Short exercise: Reproduce the part of the listing that opens with the line containing "Where can you find the dark navy" and closes with the line containing "point(223, 315)", both ends included, requests and all. Multiply every coordinate in the marked answer points by 1.6 and round each to a whole number, halves up, but leave the sample points given in the requests unchanged.
=-=-=-=-=
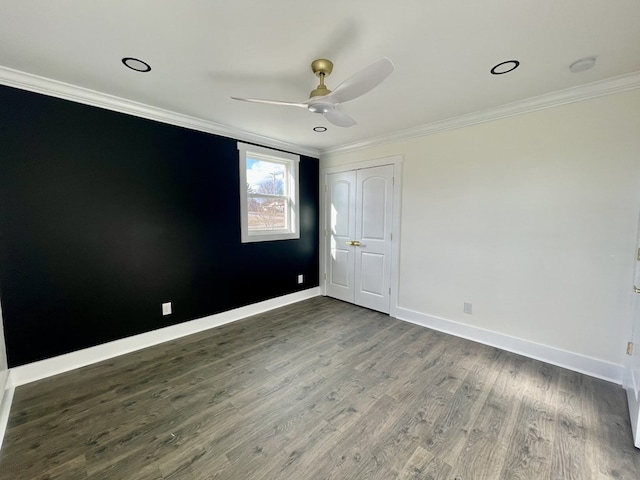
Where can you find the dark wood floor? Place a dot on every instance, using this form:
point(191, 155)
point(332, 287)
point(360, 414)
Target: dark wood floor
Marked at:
point(319, 390)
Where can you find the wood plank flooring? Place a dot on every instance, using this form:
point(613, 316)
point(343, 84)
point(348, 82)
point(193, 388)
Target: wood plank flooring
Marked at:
point(319, 390)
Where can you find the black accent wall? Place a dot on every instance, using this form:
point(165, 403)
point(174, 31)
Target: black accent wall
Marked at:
point(105, 216)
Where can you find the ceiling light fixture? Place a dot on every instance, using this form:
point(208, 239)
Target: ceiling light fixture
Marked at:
point(135, 64)
point(505, 67)
point(583, 64)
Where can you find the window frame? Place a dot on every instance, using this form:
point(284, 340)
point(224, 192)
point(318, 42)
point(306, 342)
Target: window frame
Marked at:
point(291, 162)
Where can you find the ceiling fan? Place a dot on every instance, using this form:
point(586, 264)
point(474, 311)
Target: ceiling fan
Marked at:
point(324, 101)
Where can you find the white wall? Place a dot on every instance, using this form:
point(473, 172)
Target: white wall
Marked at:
point(531, 218)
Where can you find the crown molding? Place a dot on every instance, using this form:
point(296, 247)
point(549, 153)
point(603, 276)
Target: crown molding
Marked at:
point(580, 93)
point(66, 91)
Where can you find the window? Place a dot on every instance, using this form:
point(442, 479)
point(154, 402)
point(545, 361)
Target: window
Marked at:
point(268, 194)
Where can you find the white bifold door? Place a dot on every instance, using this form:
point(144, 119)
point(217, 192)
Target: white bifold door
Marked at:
point(359, 208)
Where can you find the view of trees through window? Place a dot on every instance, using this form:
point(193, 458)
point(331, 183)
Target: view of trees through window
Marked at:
point(267, 201)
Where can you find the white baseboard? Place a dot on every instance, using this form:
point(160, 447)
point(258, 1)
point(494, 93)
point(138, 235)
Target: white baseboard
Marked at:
point(555, 356)
point(70, 361)
point(5, 408)
point(634, 411)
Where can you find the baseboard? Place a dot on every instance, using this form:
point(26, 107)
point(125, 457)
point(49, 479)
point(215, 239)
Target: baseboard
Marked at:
point(634, 411)
point(555, 356)
point(5, 408)
point(81, 358)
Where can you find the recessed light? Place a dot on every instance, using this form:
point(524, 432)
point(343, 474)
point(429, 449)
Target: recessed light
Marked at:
point(135, 64)
point(505, 67)
point(583, 64)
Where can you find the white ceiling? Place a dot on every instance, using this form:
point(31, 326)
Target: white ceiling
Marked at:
point(202, 52)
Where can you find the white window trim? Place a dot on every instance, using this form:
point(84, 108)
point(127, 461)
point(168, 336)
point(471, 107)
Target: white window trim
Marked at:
point(293, 186)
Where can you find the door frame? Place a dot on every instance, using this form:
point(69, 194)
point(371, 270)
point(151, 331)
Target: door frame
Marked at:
point(631, 366)
point(396, 161)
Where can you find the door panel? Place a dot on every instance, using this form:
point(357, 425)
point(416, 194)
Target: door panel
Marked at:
point(372, 274)
point(359, 208)
point(374, 198)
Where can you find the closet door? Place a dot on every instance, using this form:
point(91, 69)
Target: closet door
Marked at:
point(341, 207)
point(359, 207)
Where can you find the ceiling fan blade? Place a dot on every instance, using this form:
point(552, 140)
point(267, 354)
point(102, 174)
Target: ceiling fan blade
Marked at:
point(339, 118)
point(362, 82)
point(271, 102)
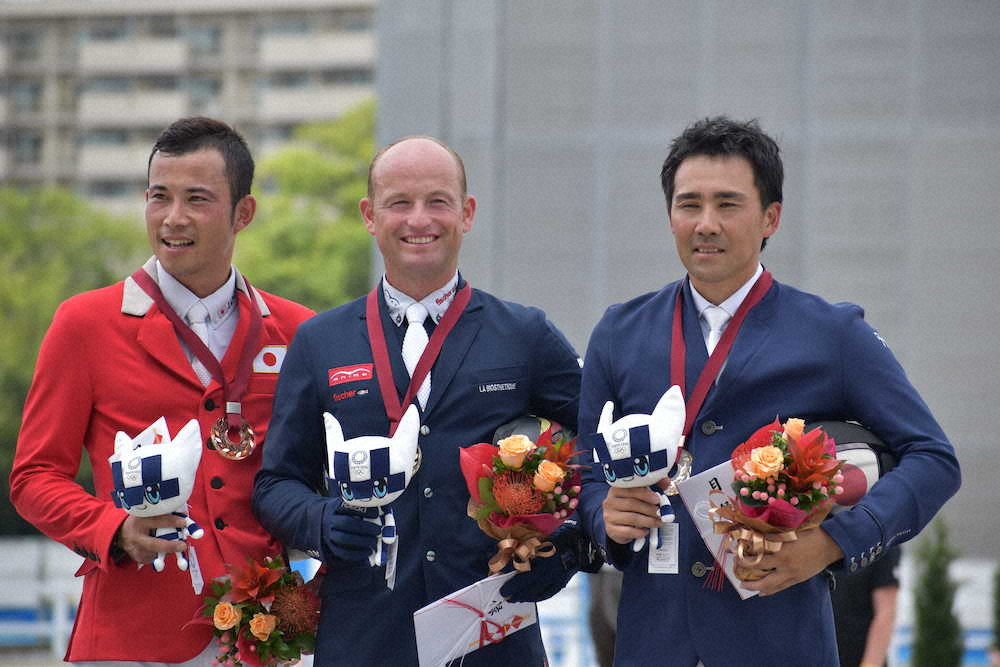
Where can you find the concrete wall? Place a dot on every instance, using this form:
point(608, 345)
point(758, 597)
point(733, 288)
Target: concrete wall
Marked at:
point(888, 113)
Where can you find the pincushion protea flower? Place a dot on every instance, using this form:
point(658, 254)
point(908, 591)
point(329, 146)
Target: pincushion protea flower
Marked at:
point(515, 493)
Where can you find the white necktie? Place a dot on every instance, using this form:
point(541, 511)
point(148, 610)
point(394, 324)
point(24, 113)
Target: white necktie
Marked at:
point(716, 318)
point(197, 318)
point(414, 343)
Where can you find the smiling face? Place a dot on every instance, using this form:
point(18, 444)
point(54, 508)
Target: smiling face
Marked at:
point(190, 220)
point(418, 215)
point(718, 223)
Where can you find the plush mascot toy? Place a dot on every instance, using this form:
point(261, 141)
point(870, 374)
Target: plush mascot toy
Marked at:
point(371, 471)
point(640, 450)
point(153, 475)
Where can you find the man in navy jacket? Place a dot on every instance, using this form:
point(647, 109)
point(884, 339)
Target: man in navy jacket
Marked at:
point(795, 355)
point(500, 361)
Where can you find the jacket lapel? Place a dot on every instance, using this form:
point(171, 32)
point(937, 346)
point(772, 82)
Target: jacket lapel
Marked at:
point(454, 350)
point(756, 329)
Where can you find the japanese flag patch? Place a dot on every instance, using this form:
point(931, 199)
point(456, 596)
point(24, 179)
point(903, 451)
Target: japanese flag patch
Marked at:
point(269, 359)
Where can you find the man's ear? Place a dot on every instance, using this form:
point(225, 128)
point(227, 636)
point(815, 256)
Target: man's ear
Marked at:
point(246, 208)
point(367, 208)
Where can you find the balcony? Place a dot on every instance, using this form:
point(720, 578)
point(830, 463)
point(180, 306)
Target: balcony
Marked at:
point(102, 162)
point(307, 104)
point(140, 108)
point(324, 51)
point(136, 56)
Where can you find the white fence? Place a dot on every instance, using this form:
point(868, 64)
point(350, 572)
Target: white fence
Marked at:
point(38, 597)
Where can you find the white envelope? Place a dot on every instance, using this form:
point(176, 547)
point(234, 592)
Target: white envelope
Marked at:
point(468, 619)
point(695, 491)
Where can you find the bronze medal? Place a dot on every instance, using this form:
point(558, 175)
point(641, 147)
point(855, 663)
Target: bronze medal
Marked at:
point(234, 451)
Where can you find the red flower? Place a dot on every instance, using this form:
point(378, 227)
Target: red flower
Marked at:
point(297, 610)
point(253, 582)
point(761, 438)
point(515, 493)
point(813, 460)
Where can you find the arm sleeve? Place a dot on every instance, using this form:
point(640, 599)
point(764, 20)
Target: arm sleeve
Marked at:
point(287, 495)
point(596, 389)
point(555, 376)
point(878, 394)
point(53, 434)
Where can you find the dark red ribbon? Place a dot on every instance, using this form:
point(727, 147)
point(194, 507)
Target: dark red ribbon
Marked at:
point(678, 349)
point(486, 636)
point(394, 409)
point(232, 394)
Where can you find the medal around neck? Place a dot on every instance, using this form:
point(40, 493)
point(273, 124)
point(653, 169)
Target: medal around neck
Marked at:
point(640, 450)
point(372, 471)
point(154, 475)
point(234, 451)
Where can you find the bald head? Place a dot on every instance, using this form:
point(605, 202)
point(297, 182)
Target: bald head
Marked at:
point(374, 169)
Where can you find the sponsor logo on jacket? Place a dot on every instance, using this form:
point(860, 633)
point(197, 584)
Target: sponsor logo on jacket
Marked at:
point(354, 373)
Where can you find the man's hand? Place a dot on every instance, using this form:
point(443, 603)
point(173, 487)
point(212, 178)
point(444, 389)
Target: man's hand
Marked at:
point(630, 513)
point(796, 561)
point(347, 534)
point(135, 539)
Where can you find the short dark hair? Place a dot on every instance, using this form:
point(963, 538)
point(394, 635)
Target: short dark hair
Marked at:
point(195, 133)
point(722, 136)
point(463, 186)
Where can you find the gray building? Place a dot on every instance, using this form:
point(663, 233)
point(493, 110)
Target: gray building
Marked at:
point(86, 86)
point(888, 113)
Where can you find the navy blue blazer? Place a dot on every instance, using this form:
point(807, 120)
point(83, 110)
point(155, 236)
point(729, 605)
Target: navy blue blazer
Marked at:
point(795, 356)
point(502, 360)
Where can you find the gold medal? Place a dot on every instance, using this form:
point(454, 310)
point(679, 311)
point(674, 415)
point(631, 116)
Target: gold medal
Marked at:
point(684, 463)
point(235, 451)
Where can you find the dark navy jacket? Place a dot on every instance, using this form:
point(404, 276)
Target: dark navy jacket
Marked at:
point(795, 356)
point(501, 361)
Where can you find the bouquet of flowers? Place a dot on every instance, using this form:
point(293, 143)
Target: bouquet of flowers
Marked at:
point(264, 615)
point(784, 481)
point(521, 491)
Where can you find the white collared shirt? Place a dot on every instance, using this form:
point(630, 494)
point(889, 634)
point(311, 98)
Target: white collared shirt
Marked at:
point(730, 305)
point(436, 302)
point(223, 315)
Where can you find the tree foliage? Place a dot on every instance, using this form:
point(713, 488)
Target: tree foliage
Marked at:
point(307, 242)
point(52, 246)
point(937, 640)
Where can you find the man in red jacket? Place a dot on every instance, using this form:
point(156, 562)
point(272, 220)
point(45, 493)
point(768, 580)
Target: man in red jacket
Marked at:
point(185, 337)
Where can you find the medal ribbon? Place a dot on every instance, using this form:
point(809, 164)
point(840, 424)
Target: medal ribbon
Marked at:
point(232, 394)
point(678, 350)
point(380, 353)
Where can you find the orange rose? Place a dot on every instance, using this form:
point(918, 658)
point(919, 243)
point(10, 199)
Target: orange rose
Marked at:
point(794, 428)
point(548, 475)
point(262, 625)
point(225, 616)
point(765, 462)
point(514, 449)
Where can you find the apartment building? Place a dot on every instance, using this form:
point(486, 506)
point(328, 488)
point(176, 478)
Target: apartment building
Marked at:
point(86, 85)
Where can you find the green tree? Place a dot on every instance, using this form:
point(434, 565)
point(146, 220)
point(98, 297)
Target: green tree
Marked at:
point(937, 634)
point(307, 242)
point(52, 246)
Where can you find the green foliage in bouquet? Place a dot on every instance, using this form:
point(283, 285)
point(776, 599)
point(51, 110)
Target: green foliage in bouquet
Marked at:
point(937, 640)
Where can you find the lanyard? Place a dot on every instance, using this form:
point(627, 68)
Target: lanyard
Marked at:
point(719, 355)
point(380, 353)
point(232, 394)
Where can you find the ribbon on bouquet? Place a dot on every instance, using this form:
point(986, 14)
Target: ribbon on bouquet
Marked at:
point(520, 552)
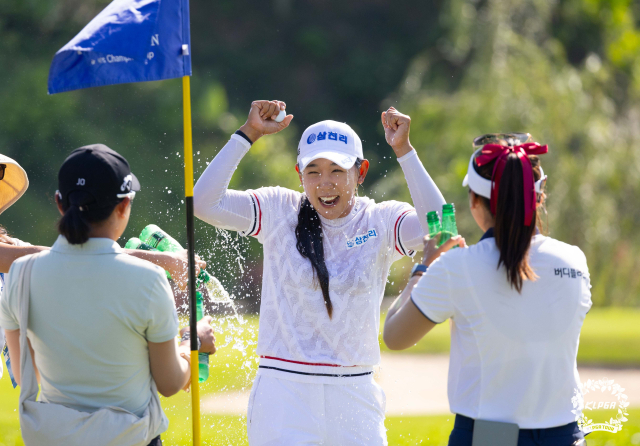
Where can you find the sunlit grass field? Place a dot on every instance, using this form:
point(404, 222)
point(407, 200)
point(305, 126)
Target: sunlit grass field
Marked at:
point(610, 336)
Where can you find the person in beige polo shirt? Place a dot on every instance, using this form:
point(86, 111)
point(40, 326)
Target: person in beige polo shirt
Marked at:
point(102, 324)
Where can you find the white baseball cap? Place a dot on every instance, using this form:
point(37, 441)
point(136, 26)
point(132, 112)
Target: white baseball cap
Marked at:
point(335, 141)
point(481, 186)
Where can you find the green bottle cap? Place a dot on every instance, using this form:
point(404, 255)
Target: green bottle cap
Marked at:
point(432, 217)
point(204, 276)
point(448, 208)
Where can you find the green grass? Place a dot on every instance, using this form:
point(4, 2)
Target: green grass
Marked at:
point(609, 336)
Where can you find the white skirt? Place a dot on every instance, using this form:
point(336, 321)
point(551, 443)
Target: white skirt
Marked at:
point(284, 412)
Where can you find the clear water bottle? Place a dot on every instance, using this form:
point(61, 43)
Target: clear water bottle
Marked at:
point(449, 227)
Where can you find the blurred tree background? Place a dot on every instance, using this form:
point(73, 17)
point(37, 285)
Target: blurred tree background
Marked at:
point(567, 71)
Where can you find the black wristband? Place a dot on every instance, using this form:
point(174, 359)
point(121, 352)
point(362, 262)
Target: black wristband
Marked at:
point(241, 133)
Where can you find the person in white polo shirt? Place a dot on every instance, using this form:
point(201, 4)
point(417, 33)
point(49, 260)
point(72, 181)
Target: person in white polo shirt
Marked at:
point(102, 324)
point(517, 301)
point(327, 254)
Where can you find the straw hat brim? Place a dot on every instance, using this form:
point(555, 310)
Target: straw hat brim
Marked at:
point(13, 185)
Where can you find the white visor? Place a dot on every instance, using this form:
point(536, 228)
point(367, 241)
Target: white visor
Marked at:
point(481, 186)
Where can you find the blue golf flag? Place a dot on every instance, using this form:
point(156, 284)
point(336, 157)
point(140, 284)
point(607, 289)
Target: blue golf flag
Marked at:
point(129, 41)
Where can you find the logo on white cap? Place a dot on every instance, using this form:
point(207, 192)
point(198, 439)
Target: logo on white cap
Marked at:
point(332, 140)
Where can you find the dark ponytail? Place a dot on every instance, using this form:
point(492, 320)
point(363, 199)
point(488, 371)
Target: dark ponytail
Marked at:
point(512, 237)
point(310, 246)
point(76, 223)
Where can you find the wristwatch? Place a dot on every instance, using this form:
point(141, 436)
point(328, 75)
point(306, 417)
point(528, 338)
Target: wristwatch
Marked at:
point(418, 267)
point(186, 336)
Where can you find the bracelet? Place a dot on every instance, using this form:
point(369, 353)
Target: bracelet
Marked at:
point(186, 336)
point(241, 133)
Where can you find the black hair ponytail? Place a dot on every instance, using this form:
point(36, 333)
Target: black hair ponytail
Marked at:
point(310, 246)
point(513, 239)
point(75, 224)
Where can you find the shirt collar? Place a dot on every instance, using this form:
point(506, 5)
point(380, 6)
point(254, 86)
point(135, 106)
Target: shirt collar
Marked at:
point(92, 246)
point(488, 234)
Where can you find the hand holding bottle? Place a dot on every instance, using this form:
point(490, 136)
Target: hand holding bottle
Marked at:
point(205, 334)
point(432, 251)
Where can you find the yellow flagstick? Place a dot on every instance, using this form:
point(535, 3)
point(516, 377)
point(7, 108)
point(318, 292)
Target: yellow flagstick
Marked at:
point(188, 193)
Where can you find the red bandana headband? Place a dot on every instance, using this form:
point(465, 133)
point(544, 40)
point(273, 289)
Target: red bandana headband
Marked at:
point(492, 151)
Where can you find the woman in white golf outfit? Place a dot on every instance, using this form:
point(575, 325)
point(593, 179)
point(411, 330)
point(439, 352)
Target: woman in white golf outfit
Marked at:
point(327, 254)
point(517, 301)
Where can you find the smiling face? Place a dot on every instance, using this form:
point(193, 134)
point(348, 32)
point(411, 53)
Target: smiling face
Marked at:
point(330, 188)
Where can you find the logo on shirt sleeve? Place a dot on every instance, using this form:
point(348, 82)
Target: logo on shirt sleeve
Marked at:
point(361, 239)
point(569, 273)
=-=-=-=-=
Written solution:
Where can you find the dark navy jacket? Place a dot on every instance, using this form:
point(404, 276)
Target: dark navy jacket
Marked at:
point(1272, 570)
point(802, 578)
Where can you find the bouquet of flowers? Place a dot on every instance, using this form:
point(293, 143)
Target: bouquet of flowers
Marked at:
point(422, 984)
point(1254, 770)
point(834, 786)
Where can you find the white collared shirt? Place a dot on every instance, using this form:
point(630, 494)
point(889, 634)
point(311, 98)
Target: white collared shirt
Marked at:
point(1168, 488)
point(698, 483)
point(357, 504)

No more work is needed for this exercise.